→ **The problem**: Find the lines of data that contain the string "surface", then list them.

→ **Data for the task**:
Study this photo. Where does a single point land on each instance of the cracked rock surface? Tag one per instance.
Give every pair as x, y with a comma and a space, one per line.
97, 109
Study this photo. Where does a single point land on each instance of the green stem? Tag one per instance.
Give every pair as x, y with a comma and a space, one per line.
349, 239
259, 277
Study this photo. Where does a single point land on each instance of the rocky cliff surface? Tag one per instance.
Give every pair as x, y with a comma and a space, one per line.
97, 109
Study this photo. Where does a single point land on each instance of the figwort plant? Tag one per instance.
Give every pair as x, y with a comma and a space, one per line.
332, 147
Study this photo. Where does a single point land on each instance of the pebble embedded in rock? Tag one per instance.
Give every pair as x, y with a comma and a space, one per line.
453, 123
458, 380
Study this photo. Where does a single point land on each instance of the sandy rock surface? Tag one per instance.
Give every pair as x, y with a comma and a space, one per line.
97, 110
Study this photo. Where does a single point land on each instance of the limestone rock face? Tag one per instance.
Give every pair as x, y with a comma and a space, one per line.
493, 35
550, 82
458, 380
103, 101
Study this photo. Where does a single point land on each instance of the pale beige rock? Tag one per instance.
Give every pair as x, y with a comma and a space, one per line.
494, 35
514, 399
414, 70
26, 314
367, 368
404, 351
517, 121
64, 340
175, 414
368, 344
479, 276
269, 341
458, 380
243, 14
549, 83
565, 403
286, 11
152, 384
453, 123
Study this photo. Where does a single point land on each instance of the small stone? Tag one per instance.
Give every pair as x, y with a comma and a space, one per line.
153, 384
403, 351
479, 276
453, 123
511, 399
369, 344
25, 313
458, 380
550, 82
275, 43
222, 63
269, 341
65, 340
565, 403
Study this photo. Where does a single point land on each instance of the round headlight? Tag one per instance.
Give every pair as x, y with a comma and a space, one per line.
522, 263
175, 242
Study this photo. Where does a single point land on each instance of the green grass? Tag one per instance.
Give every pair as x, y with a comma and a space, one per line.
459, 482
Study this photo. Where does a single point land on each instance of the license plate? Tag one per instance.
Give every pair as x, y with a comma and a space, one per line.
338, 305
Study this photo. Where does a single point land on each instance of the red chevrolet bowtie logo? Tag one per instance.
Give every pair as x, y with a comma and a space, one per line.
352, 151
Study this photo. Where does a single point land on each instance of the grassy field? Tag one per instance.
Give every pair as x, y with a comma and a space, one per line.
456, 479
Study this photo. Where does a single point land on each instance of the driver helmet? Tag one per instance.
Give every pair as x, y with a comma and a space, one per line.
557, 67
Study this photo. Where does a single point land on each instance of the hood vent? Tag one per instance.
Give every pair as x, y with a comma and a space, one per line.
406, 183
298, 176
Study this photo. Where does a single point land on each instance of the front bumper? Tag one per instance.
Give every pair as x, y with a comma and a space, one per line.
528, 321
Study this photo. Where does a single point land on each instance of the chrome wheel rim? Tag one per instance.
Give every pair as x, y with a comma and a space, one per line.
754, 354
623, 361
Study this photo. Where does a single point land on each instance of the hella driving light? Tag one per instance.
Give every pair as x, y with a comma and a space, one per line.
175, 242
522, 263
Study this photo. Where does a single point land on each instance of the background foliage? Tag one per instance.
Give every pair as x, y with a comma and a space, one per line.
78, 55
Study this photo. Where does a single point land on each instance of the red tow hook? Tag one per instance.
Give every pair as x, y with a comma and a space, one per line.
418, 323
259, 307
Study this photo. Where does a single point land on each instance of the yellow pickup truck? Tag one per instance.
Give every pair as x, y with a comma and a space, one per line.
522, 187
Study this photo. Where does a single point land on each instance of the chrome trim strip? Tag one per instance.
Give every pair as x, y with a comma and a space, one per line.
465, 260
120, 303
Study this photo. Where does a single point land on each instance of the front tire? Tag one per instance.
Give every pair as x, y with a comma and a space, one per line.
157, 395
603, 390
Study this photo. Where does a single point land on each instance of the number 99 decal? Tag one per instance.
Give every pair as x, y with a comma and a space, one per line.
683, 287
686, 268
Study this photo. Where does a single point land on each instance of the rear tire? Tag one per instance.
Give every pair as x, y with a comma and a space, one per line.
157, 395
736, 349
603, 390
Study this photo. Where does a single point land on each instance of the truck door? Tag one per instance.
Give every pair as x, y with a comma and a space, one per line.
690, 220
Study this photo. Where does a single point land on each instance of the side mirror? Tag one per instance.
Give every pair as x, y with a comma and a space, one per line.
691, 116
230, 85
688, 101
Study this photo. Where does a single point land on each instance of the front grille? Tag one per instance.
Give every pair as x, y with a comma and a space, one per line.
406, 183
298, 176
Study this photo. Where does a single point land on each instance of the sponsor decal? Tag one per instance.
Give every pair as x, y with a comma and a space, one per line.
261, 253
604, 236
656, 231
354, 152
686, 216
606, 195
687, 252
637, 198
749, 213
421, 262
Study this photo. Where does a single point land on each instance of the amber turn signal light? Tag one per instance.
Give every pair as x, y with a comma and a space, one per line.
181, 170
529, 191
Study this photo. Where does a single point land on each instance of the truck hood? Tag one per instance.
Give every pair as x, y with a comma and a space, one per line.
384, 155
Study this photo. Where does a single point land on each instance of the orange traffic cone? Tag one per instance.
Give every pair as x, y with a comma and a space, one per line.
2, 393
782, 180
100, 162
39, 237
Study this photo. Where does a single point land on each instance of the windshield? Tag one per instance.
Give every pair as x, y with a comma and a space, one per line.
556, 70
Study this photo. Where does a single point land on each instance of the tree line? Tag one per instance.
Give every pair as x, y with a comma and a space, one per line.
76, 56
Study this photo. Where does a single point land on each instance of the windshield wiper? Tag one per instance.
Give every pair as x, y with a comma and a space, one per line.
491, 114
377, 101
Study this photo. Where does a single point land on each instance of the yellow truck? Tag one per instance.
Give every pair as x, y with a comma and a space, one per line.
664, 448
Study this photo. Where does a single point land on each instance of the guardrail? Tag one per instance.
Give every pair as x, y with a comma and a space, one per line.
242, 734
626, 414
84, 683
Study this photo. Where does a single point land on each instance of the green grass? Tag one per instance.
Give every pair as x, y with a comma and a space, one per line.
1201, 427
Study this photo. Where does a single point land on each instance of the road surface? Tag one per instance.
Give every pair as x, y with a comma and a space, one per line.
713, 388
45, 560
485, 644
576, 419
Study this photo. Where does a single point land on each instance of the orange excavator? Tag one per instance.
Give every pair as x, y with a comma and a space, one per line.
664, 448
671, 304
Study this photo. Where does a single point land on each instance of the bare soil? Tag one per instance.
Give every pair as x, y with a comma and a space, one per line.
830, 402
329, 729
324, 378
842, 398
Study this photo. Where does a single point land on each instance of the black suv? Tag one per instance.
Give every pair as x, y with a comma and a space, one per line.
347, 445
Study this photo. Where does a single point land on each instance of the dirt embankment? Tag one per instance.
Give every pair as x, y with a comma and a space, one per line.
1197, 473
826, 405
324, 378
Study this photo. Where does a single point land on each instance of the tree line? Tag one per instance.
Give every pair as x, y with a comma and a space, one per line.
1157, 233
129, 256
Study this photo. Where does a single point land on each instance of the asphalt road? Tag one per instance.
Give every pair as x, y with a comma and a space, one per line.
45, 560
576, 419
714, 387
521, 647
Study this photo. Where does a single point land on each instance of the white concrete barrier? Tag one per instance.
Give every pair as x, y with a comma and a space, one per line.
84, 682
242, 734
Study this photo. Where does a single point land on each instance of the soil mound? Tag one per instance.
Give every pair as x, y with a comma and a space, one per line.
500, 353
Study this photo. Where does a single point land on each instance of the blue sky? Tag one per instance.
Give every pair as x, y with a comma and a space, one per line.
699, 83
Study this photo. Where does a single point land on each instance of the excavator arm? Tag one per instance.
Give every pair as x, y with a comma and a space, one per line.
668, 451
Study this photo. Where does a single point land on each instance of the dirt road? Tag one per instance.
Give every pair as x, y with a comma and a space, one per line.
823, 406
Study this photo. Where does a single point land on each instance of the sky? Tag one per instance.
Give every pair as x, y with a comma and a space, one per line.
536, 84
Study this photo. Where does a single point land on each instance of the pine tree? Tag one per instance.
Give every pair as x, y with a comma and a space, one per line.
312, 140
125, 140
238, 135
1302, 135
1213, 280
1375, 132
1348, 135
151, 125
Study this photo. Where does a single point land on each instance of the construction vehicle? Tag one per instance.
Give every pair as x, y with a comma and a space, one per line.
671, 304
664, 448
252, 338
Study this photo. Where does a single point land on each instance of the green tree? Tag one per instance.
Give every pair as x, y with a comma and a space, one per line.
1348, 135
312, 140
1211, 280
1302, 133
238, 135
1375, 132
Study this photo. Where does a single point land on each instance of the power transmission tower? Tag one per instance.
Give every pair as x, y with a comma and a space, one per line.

→ **Answer section**:
Study this photo. Where does a single point land on each instance of the cracked rock surface? Tag one per instance.
Study this photo. Where does a single point land on each instance of the rocky cliff surface? Tag one per instance.
Study this photo. Where does a single point land on each instance of the sandy rock surface? Tag one per instance.
Study this photo. Where does a single point land on each instance of the road surface? Tag one per instance.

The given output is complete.